§ **Problem details**
Turn the lines of the material below, from the line with "In this picture, where can the tree" through the end of the material, into a JSON list of strings with one string per line and no blank lines.
══════════════════════════════
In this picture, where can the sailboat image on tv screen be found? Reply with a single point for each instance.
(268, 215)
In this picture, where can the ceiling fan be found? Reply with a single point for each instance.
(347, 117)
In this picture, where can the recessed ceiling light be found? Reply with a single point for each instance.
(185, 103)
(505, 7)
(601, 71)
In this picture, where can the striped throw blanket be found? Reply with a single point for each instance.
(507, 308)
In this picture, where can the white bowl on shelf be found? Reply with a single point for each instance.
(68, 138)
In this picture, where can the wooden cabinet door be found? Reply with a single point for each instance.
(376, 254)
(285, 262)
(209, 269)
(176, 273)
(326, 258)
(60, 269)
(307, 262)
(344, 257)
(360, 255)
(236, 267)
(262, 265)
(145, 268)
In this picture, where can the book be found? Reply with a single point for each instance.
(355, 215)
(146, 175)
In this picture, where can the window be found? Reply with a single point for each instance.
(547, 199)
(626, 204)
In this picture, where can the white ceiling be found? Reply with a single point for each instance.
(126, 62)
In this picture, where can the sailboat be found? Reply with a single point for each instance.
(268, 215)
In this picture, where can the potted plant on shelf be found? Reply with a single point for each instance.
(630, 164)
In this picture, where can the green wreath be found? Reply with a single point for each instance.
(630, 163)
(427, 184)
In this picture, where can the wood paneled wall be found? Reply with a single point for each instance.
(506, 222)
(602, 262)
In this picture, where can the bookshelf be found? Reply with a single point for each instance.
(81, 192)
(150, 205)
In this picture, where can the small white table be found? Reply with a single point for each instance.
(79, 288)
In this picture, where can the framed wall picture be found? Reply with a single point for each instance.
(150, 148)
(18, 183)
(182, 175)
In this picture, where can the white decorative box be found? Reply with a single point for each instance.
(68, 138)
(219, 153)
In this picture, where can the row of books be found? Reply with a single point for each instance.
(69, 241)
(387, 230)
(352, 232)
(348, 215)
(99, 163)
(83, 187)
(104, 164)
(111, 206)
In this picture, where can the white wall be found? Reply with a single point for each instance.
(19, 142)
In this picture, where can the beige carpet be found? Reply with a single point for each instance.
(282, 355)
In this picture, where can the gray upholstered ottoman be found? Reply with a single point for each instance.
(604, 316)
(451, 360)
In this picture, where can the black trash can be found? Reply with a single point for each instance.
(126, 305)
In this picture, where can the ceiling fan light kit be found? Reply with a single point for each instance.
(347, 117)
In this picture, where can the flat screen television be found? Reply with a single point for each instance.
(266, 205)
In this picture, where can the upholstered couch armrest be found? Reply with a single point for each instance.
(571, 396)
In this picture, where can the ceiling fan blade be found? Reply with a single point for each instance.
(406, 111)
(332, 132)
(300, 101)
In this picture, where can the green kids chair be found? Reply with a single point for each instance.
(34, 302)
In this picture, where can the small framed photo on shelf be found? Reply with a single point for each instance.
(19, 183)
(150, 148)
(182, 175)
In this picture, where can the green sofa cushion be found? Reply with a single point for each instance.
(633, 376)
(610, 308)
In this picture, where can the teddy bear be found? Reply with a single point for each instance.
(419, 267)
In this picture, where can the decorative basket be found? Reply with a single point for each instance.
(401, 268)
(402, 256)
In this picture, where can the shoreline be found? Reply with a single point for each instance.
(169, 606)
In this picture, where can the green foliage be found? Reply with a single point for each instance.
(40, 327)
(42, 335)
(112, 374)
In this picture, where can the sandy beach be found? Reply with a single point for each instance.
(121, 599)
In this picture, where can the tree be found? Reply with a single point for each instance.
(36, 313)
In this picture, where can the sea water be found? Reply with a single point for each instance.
══════════════════════════════
§ **Output below**
[
  "In this picture, where can the tree be found? Reply with a single point for each instance.",
  "(36, 313)",
  "In this picture, where can the sea water be found? Reply with a single point for each instance."
]